— BEGIN —

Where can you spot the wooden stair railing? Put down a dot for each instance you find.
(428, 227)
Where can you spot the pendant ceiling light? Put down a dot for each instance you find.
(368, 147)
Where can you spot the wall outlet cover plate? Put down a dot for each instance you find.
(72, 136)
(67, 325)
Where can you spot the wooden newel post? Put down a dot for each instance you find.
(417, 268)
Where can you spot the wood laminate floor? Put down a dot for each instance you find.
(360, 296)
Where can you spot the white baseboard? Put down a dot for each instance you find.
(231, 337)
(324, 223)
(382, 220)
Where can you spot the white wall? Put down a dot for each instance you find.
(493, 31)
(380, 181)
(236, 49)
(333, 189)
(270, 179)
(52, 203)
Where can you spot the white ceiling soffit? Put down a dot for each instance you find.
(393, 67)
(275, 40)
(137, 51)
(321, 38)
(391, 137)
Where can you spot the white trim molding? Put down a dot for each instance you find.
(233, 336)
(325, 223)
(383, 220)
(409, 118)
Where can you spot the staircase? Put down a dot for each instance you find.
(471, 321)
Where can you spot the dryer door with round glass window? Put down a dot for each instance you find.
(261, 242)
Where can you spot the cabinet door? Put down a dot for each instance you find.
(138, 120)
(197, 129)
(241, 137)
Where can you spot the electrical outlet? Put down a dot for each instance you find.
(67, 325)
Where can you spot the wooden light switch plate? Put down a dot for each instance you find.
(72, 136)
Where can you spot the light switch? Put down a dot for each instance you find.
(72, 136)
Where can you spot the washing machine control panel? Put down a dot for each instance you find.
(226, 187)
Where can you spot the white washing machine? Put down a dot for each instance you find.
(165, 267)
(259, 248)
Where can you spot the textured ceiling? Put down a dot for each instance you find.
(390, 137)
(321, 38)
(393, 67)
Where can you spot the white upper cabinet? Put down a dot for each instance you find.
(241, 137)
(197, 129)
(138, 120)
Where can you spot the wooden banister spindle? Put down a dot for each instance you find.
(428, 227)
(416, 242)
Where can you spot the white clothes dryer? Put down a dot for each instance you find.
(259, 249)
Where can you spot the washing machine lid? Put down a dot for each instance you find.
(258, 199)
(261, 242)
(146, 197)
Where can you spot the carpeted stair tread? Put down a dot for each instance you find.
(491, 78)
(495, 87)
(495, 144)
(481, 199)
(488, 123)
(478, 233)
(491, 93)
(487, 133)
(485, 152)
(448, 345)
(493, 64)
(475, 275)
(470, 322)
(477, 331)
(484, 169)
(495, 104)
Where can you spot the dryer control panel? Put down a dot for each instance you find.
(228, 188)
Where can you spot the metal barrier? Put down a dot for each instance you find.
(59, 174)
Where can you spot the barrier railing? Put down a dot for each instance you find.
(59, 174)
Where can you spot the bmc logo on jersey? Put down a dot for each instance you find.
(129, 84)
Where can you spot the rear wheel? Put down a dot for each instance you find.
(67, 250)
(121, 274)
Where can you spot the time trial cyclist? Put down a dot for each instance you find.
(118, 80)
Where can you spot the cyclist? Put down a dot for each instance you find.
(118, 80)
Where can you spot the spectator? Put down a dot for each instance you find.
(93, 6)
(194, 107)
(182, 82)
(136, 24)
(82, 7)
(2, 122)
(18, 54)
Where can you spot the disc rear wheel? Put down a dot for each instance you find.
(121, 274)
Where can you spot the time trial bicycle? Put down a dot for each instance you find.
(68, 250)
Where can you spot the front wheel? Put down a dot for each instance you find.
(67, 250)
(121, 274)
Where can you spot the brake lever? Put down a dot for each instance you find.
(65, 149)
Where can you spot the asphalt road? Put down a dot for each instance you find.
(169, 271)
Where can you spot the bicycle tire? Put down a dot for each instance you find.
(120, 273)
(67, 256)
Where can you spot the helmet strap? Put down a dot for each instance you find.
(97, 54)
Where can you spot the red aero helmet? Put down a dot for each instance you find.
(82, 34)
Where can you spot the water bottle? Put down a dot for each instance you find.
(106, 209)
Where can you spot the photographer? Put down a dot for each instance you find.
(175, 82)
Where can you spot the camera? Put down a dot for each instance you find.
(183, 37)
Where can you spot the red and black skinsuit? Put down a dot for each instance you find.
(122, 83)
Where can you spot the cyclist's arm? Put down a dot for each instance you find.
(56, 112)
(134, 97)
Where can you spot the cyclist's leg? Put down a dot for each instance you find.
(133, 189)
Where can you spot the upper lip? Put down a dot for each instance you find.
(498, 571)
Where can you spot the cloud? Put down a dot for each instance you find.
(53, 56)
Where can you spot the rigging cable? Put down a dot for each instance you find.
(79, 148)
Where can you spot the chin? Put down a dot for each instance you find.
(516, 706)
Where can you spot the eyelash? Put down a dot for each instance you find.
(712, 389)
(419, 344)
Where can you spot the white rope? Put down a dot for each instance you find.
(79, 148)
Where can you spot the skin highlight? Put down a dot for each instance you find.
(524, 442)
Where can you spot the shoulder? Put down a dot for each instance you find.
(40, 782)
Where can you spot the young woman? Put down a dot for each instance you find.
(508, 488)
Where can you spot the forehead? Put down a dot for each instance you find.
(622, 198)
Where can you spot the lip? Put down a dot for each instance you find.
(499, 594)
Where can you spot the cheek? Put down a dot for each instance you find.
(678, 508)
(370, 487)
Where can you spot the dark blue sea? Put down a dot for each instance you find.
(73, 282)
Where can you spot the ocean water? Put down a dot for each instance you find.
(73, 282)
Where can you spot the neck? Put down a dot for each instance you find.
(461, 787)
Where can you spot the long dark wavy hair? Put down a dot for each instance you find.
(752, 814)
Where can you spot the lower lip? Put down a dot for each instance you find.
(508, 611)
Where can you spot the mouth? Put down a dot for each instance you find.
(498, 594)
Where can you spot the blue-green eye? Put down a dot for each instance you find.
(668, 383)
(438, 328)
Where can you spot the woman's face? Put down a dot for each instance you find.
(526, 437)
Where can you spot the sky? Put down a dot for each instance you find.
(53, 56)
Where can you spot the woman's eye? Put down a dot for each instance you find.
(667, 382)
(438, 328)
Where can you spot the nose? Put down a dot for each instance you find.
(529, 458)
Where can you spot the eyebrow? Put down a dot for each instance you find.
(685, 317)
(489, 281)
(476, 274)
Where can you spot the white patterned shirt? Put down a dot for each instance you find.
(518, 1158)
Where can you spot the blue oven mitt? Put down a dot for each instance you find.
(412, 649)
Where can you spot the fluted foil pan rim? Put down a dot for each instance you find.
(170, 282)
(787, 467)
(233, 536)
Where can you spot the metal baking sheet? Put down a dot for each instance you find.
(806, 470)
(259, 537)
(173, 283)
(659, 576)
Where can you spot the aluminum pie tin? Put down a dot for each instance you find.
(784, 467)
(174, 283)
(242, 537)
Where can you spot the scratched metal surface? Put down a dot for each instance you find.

— END —

> [THE PROBLEM]
Rewrite the listing above, changing every "Put down a dot" to "Mark a point" and leaving everything else as it is.

> [ANSWER BELOW]
Where can you spot the wooden stair railing? Mark a point for each instance you find.
(428, 227)
Where can you spot the pendant ceiling light? Mark a point for each instance you find.
(368, 147)
Where can you spot the wall outlet cover plate? Mark a point for each instance you find.
(72, 136)
(67, 325)
Where can you spot the wooden newel post? Mark a point for each instance you find.
(417, 268)
Where can you spot the wood laminate floor? Mark a point for each instance you find.
(360, 296)
Where can you spot the white baseboard? Mark a point for each instance you find.
(231, 337)
(324, 223)
(382, 220)
Where can you spot the white wall? Mark a point for each instance you find.
(493, 31)
(380, 181)
(236, 49)
(333, 189)
(270, 179)
(52, 203)
Where can you spot the white ceiling soffit? Mark a point for each instance you find.
(393, 67)
(275, 40)
(137, 51)
(321, 38)
(391, 137)
Where can you spot the white trim molding? Mark a point for each instance you find.
(233, 336)
(325, 223)
(383, 220)
(409, 118)
Where can you spot the staircase? Mark a point for each instance you find.
(471, 321)
Where can you spot the dryer door with round glass window? Mark a point for each instance you find.
(261, 242)
Where can you spot the cabinet door? Mark a point for each instance you find.
(138, 120)
(197, 129)
(241, 137)
Where can you spot the electrical outlet? Mark a point for each instance you find.
(67, 325)
Where can you spot the wooden light switch plate? Mark a point for each instance you find.
(72, 136)
Where can you spot the light switch? Mark a point for each instance you find.
(72, 136)
Where can you spot the washing machine control panel? Mark a point for each instance you find.
(226, 187)
Where can you spot the white washing machine? Mark a point for each instance you find.
(165, 267)
(259, 248)
Where can you spot the textured ceiling? Mark a point for each instance you find.
(390, 137)
(321, 38)
(393, 67)
Where can you spot the white upper cabinet? Mark a point for each instance you find.
(241, 137)
(197, 129)
(138, 120)
Where can you spot the wooden banister spindle? Mark a point for each instance you find.
(428, 227)
(416, 242)
Where can you spot the white clothes dryer? Mark a point for each instance you find.
(259, 249)
Where can you spot the washing machine lid? Mark a point for each instance you find.
(258, 199)
(261, 242)
(146, 197)
Where can you spot the carpeted stair tread? Mark a point for each instance you find.
(491, 78)
(495, 87)
(495, 144)
(481, 199)
(488, 123)
(478, 233)
(491, 93)
(487, 133)
(485, 152)
(448, 345)
(493, 64)
(475, 275)
(470, 322)
(477, 331)
(484, 169)
(495, 104)
Where can you spot the dryer control panel? Mark a point for each instance you find.
(228, 188)
Where can you spot the metal barrier? Mark a point for each instance you find.
(59, 174)
Where can you spot the barrier railing? Mark a point for each instance you find.
(59, 174)
Where can you spot the bmc logo on jersey? Mark a point for each instance you find.
(129, 84)
Where can you spot the rear wheel? Mark a point for each instance you find.
(67, 250)
(121, 274)
Where can you spot the time trial cyclist? Mark a point for each instance you find.
(118, 80)
Where can you spot the cyclist? Mark a point for each instance you find.
(118, 80)
Where can you spot the spectator? Mark a point for each instance you find.
(93, 6)
(194, 107)
(182, 82)
(136, 24)
(82, 7)
(2, 122)
(18, 54)
Where can you spot the disc rear wheel? Mark a point for each instance you find.
(121, 274)
Where can you spot the time trial bicycle? Mark a point for each instance you find.
(68, 250)
Where can you spot the front wheel? Mark a point for each instance you find.
(67, 250)
(121, 274)
Where can you spot the brake lever? Mark a point for each instance you find.
(65, 149)
Where can you spot the asphalt road? Mark a point for each instance you find.
(169, 271)
Where can you spot the bicycle tire? Mark a point for each instance you find.
(120, 273)
(67, 256)
Where can you spot the helmet strap? Mark a point for each instance you find.
(97, 54)
Where can you spot the red aero helmet? Mark a point for each instance you find.
(82, 34)
Where can you spot the water bottle? Mark a point for each instance you find.
(106, 209)
Where can you spot the photographer? Mark a point for each instance you find.
(175, 82)
Where can you spot the camera? Mark a point for each instance you find.
(183, 37)
Where can you spot the red and black skinsuit? Mark a point for each instance you find.
(122, 83)
Where can you spot the cyclist's arm? Mark a point for each instance you find.
(56, 112)
(134, 97)
Where can you spot the cyclist's leg? Mark a point for each instance you find.
(133, 189)
Where can you spot the upper lip? Mark a point for each instance you find.
(498, 571)
Where can you spot the cloud? Mark a point for each instance you find.
(53, 56)
Where can you spot the rigging cable? Mark a point for each instance you find.
(79, 148)
Where can you spot the chin? Mark a point for each instance you find.
(516, 706)
Where can you spot the eyelash? Mark a point for each instance you find.
(712, 389)
(419, 344)
Where can you spot the white rope? Mark a point for each instance you find.
(79, 148)
Where can you spot the skin highlight? Mark a point for each instance you find.
(524, 442)
Where can you spot the shoulder? Mark a point for each instance you find.
(40, 782)
Where can you spot the young woman? Mark a point for each instance you find.
(508, 488)
Where can you spot the forehead? Mark a point for each instance you find.
(622, 198)
Where can you spot the lip? Mark a point for each instance you find.
(499, 594)
Where can you spot the cheek? Mark a point for each instance you find.
(678, 508)
(370, 487)
Where can you spot the dark blue sea? Mark a point for each instance you find.
(73, 282)
Where can you spot the ocean water? Mark a point for each instance you find.
(73, 282)
Where can you spot the neck? Mark a point for each instance you find.
(461, 787)
Where can you spot the long dark wavy hair? Mark a point for each instance you find.
(752, 814)
Where can you spot the lower lip? Mark a point for each instance you find.
(508, 611)
Where can you spot the mouth? Mark a point for each instance you find.
(498, 594)
Where can you spot the blue-green eye? Mark a point for each instance you find.
(668, 383)
(438, 328)
Where can you spot the woman's face? Mark a point for each instance you find.
(526, 437)
Where can you spot the sky? Mark a point for each instance you find.
(53, 56)
Where can you spot the woman's eye? Mark a point for each instance you find.
(667, 382)
(438, 328)
Where can you spot the nose? Mark a point for each instance you find.
(529, 458)
Where can you spot the eyebrow? Mark a point for each instance you find.
(685, 317)
(489, 281)
(476, 274)
Where can you spot the white patterned shirt? Mark a point for each instance you find.
(518, 1158)
Where can you spot the blue oven mitt? Mark a point for each instance you find.
(412, 649)
Where can you spot the fluted foil pan rim? Mark a point for each instance you find.
(170, 282)
(787, 467)
(233, 536)
Where can you spot the metal baking sheet? Mark a point for each instance you find.
(806, 470)
(259, 537)
(173, 283)
(659, 576)
Where can you spot the aluminum pie tin? Mark a point for each instance you find.
(784, 467)
(174, 283)
(242, 537)
Where can you spot the scratched metal surface? Mark a point for each instance you find.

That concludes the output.